• [Consegna a] Traduci in inglese questa frase del testo su fede ed economia: "Un’economia (con tutto quello che la compone, formule finanziarie comprese) crea veramente profitto solo quando al proprio interno sono compresi i principi fondamentali del Vangelo."

*-*-*

Oltre la rassegna(a)zione: ascoltare la Parola per vivere da liberi



Abbiamo davanti agli occhi, la fatica quotidiana per riuscire ad arrivare alla fine del mese. Conosco gente che oramai per vivere, per riuscire a mantenere il suo tenore di vita (quello cioè che il “sistema” gli impone come dignitoso per sé e “solo per sé”), si sente “obbligata” a fare tre lavori. Uno ufficiale, l’altro di frodo quando capita, il terzo in permanenza, anche al bar, come venditore occasionale di cose tanto inutili quanto credute indispensabili.

Forse oggi riusciamo a capire meglio il grido di ben 2500 anni fa, di Isaia e ribadito da Gesù e dai cristiani di ogni tempo: solo un mondo fondato su una autentica giustizia (quella del Padre) rende possibile un equo sostentamento materiale e quindi un’autentica “adorazione”.

Abbiamo creduto che per poter vivere la vita concreta di ogni giorno, le sue leggi e le sue regole, dovessimo ignorare quelle evangeliche, come se queste appartenessero a un mondo ideale (e irreale) proprio di “persone speciali”, come i religiosi o i santi e che non potevano essere vissute da “uomini umani” (Pasolini). Ci rendiamo conto oggi più che mai, che invece quando l’ideale evangelico è ignorato, diventa vano ogni tentativo di attuare ciò che è umano. A furia di ignorare il Vangelo “perché impossibile da vivere in questo mondo”, ci stiamo rendendo conto che le leggi di questo mondo (anche la semplice buona educazione!) sono impossibili da vivere senza il Vangelo.

Un’economia (con tutto quello che la compone, formule finanziarie comprese) crea veramente profitto solo quando al proprio interno sono compresi i principi fondamentali del Vangelo. Solo la gratuità della charis rende possibile il profitto! Altrimenti quello che si produce non può che essere continua perdita anche per i pochi che si illudono di arricchirsi solo perché possiedono più degli altri.

C’è un nesso inscindibile tra economia e fede e spiritualità… Tra libertà religiosa e libertà economica: senza questa non c’è quella. Mosè, Isaia, Gesù, Paolo e i primi cristiani, Francesco e Gandhi… l’avevano capito! Cosa aspettano i cristiani se non a testimoniarlo almeno a riconoscerlo?

La vera fede è solo quella capace di costruire una nuova economia dove ciascuno possa uscire da un vano agitarsi (nei vari Egitto, Babilonia… e Pomigliano… sparsi nella storia) per poter finalmente trovare l’autentico frutto del proprio lavoro: Qui non ci sono luoghi da citare… né serve che ci siano delle “città di Dio” perché è il pianeta intero ad essere chiamato a risorgere e non una sua parte!

Come?

*-*-*

• [Consegna b] Trova nell'elenco ogni riga che contiene la parola "green" e riportala.

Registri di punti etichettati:
*-*-*

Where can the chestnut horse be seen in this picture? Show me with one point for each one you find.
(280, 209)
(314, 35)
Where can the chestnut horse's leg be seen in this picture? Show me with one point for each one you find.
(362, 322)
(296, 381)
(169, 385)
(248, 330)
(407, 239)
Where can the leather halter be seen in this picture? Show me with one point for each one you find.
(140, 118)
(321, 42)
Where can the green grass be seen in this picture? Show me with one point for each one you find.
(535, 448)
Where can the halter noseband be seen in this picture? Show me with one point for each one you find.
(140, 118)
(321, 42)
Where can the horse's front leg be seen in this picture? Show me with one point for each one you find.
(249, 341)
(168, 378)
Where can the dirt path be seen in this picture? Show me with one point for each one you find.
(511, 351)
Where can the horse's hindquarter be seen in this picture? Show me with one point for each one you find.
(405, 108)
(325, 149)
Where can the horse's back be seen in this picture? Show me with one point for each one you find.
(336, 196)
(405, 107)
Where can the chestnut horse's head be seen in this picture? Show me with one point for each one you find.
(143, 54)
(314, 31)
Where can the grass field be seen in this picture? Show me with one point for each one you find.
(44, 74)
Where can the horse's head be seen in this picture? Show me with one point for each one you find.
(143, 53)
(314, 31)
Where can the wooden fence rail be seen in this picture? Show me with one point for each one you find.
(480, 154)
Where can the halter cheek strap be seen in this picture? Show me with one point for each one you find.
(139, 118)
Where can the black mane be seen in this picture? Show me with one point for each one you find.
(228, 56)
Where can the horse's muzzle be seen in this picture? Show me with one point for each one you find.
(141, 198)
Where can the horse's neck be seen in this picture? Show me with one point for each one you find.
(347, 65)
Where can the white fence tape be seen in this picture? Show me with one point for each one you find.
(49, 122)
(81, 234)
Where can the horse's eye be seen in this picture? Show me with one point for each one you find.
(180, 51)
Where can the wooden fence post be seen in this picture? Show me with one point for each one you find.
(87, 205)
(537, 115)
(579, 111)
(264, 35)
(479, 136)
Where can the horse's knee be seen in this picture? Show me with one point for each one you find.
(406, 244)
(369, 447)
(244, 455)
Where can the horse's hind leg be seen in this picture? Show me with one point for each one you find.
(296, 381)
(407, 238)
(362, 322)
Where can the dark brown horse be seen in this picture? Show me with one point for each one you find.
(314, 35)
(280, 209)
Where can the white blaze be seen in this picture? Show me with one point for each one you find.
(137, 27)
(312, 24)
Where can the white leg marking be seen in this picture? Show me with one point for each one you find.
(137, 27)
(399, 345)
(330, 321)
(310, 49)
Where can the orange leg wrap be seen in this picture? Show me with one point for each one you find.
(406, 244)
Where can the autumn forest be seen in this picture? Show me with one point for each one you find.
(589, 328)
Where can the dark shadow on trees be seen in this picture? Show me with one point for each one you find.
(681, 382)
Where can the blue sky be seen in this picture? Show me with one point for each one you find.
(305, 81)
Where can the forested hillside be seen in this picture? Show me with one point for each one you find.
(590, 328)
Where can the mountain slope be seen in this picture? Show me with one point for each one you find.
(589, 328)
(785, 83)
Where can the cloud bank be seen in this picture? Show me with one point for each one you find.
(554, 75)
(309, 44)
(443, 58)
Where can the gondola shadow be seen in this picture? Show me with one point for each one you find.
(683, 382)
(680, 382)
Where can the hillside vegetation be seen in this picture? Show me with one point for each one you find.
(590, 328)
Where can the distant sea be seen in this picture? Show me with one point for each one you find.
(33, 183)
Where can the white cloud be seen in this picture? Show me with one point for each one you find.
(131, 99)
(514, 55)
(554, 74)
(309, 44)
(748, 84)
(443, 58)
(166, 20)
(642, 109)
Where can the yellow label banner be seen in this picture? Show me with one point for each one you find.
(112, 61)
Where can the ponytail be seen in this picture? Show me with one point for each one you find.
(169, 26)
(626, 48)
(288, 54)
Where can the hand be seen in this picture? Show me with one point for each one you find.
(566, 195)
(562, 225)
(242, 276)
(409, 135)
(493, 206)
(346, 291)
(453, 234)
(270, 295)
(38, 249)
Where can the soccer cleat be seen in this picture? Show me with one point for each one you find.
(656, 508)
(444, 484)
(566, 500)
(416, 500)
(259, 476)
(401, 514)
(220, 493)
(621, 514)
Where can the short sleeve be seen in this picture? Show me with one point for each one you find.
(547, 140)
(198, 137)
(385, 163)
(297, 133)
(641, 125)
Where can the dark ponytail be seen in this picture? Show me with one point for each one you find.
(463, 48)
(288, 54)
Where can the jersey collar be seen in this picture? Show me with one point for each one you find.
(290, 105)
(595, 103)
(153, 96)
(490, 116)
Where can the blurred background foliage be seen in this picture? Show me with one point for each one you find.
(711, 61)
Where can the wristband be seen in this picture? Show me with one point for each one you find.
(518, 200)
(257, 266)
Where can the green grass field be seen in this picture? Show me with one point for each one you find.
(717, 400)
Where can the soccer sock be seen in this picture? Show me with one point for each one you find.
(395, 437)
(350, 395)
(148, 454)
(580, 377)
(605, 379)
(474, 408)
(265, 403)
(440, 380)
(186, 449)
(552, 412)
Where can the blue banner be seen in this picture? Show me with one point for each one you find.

*-*-*

• [Risultato a] An economy (with everything that makes it up, financial formulas included) truly creates profit only when the fundamental principles of the Gospel are included within it.

• [Risultato b]
Where can the green grass be seen in this picture? Show me with one point for each one you find.
Where can the green grass field be seen in this picture? Show me with one point for each one you find.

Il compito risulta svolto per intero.